Requirements> Transcribe the stretch of the typewriter repair post below from "All three of" through "modern spelling check.".

Selected text>
__________________________________________________
Meet the Last Generation of Typewriter Repairmen
June 1, 2010 8:39 AM   Subscribe

Wired.com takes a look back at these charming machines and visits three Bay Area workshops whose proprietors keep hearse-colored Remingtons and Underwoods from disappearing into the grave. (Typewriters previously)
posted by gman (31 comments total) 11 users marked this as a favorite
 
All three of the shops that Wired.com visited seemed to generate a comfortable living for their respective owners, supported by an eclectic clientele of collectors, design enthusiasts, prison inmates and tweenage girls.

I love old typewriters and believe there is a place in hell for people who key off the keys to make bracelets and desk placards. There is something so satisfying about that tactile feel and that snap sound as each letter is hit. You can feel, hear, and become part of your progress. You fall into a rhythm and the idea of falling short, of coming up blank, and being forced to sit in silence becomes its own motivator to continue. That you can't just delete entire swaths of writing in means you have to pul the page and start again. Each word is a commitment. I love writing this way.

This said, my spelling sucks. I love modern spelling check.

They are using that annoying tynt thing in that article.
__________________________________________________
[Dataset entries]
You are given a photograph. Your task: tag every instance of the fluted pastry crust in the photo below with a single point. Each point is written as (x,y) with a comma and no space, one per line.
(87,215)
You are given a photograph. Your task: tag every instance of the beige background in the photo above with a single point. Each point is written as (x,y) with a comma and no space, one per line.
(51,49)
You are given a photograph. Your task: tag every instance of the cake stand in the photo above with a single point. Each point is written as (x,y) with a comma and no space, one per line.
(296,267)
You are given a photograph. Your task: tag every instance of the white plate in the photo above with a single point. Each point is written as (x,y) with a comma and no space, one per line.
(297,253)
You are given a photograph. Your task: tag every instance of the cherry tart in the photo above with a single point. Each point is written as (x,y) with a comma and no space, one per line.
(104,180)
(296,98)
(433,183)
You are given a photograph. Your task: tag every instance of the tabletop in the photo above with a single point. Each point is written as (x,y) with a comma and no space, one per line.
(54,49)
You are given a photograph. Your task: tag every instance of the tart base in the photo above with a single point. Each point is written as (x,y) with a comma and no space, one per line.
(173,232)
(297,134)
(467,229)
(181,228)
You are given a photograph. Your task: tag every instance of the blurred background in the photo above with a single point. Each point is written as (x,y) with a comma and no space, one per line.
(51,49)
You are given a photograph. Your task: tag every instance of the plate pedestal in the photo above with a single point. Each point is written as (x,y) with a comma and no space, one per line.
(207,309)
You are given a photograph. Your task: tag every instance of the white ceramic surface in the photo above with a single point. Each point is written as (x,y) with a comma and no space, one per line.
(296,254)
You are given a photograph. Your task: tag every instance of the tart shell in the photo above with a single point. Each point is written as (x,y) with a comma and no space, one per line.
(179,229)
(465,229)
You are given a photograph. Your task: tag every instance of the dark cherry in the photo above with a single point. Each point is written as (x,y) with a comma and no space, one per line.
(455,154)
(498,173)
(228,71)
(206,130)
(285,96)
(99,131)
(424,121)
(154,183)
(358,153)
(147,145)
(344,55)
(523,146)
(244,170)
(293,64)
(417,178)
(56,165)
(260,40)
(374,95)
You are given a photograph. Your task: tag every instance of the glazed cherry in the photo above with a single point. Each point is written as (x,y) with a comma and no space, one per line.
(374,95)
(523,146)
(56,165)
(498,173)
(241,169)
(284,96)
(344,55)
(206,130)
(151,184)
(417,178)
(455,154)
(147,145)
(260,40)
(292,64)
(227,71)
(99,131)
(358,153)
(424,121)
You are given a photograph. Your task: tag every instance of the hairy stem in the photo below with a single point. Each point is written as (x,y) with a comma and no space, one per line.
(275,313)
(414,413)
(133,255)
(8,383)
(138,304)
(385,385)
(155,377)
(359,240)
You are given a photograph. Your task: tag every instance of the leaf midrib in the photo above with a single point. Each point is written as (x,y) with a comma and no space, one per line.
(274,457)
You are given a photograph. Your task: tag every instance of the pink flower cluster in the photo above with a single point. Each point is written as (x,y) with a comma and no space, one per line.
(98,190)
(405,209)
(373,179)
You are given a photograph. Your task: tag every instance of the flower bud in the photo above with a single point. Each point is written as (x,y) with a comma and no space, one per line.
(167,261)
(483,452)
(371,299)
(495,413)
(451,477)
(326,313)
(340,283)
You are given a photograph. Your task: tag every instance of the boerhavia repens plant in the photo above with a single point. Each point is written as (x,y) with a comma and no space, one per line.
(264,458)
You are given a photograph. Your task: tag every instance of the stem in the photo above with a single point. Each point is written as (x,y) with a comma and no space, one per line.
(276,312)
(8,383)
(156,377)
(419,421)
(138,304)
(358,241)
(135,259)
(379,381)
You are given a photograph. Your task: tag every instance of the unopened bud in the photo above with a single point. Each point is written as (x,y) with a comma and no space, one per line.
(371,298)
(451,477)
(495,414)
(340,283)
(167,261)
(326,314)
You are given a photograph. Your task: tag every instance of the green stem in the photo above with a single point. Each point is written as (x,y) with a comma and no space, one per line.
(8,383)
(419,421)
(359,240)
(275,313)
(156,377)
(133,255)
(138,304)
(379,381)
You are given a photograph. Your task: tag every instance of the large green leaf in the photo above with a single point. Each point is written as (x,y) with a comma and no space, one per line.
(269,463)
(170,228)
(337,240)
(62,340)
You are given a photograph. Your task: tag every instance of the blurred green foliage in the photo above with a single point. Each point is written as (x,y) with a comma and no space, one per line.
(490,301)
__________________________________________________
Exercise response>
All three of the shops that Wired.com visited seemed to generate a comfortable living for their respective owners, supported by an eclectic clientele of collectors, design enthusiasts, prison inmates and tweenage girls.

I love old typewriters and believe there is a place in hell for people who key off the keys to make bracelets and desk placards. There is something so satisfying about that tactile feel and that snap sound as each letter is hit. You can feel, hear, and become part of your progress. You fall into a rhythm and the idea of falling short, of coming up blank, and being forced to sit in silence becomes its own motivator to continue. That you can't just delete entire swaths of writing in means you have to pul the page and start again. Each word is a commitment. I love writing this way.

This said, my spelling sucks. I love modern spelling check.